WHAT YOU WILL DO
(A) Please decide whether each statement below agrees with the thread on unnamed groups in a Python match object, answering yes or no and quoting the deciding words from that thread: (i) the asker found that groups() leaves out the named groups; (ii) in the asker's generator, a named group can also be reached by its number; (iii) the first answer calls its own method elegant.
(B) In the thread on unnamed groups in a Python match object, which method does the asker name for getting only the named groups?
(C) Carry on the thread about unnamed groups in a Python match object, starting right after its last line.

Get all unnamed groups in a Python match object

Question

I have a number of related regular expressions that use both named and unnamed groups. I want to plug the unnamed groups as positional arguments to a function chosen using the named group.

For an example, with the pattern ([abc]+)([123]+)(?P<end>[%#]) matching the string "aaba2321%" , I want to get a list containing ["aaba", "2321"] , but not "%"

I tried the following:

match_obj.groups()

under the assumption that it wouldn't capture the named groups as there is a separate method, groupdict , for getting only the named groups. Unfortunately, groups included named groups.

Then, I decided to write my own generator for it:

def get_unnamed_groups(match_obj):
    index = 1
    while True:
        try: yield match_obj.group(index)
        except IndexError: break
        index += 1

Unfortunately the named group can also be accessed as a numbered group. How do I get the numbered groups alone?

Answer 1

There is a somewhat horrible way to do what you're asking for. It involves indexing all matches by their span (start and end indices) and removing the ones that occur in both groupdict and groups :

named = dict()
unnamed = dict()
all = mo.groups()

DATASET ENTRIES
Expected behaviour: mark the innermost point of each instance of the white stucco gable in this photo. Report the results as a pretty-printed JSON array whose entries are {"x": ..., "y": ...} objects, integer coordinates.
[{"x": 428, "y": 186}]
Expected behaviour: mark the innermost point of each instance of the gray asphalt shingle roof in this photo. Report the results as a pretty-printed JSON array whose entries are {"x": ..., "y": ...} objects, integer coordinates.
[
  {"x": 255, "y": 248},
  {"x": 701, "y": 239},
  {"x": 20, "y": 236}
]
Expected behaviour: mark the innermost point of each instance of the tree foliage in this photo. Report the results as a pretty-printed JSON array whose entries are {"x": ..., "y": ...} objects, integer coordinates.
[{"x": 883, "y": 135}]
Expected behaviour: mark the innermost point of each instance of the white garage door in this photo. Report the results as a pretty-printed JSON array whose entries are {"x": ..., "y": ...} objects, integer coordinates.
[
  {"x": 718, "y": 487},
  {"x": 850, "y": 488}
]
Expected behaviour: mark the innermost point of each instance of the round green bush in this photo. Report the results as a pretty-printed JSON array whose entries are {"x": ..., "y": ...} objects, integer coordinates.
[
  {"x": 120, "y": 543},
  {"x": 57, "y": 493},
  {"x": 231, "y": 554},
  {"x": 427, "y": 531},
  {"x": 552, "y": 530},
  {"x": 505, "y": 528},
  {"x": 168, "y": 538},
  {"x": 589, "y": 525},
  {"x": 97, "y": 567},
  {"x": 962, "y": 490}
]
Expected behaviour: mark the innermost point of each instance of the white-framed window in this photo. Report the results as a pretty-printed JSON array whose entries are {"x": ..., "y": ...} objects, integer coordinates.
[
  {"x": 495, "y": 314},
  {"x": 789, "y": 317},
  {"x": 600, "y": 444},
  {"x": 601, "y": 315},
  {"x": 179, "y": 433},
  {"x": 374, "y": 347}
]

OUTPUTS
(A)
(i) No: "Unfortunately, groups included named groups."
(ii) Yes: "Unfortunately the named group can also be accessed as a numbered group."
(iii) No: "There is a somewhat horrible way to do what you're asking for."

(B) groupdict

(C)
# Index every named group by its span
for k,v in mo.groupdict().items():
    named[mo.span(k)] = v

# Index every other group by its span, skipping groups with same 
# span as a named group
for i,v in enumerate(all):
    sp = mo.span(i + 1)
    if sp not in named:
        unnamed[sp] = v

print(named)   # {(8, 9): '%'}
print(unnamed) # {(4, 8): '2321', (0, 4): 'aaba'}

The reason indexing by span is necessary is because unnamed and named groups can have the same value. The only unique identifier of a group is where it starts and ends, so this code works fine even when you have groups with the same value. Here is a demo: http://ideone.com/9O7Hpb

Another way to do it would be to write a function that transforms a regex following the form shown in your question to one where all formerly unnamed regexes are named with some prefix and a number. You could match against this regex and pick out the groups that have a name starting with the prefix from groupdict

Answer 2

Here is a clean version, using re. regex .groupindex re. regex .groupindex :

A dictionary mapping any symbolic group names defined by (?P<id>) to group numbers.

---

TL;DR: Short copy & paste function:

def grouplist(match):
    named = match.groupdict()
    ignored_groups = set()
    for name, index in match.re.groupindex.items():
        if name in named:  # check twice, if it is really the named attribute.
            ignored_groups.add(index)
    return [group for i, group in enumerate(match.groups()) if i+1 not in ignored_groups]


m = re.match('([abc]+)([123]+)(?P<end>[%#])', "aaba2321%")

unnamed = grouplist(m)
print(unnamed)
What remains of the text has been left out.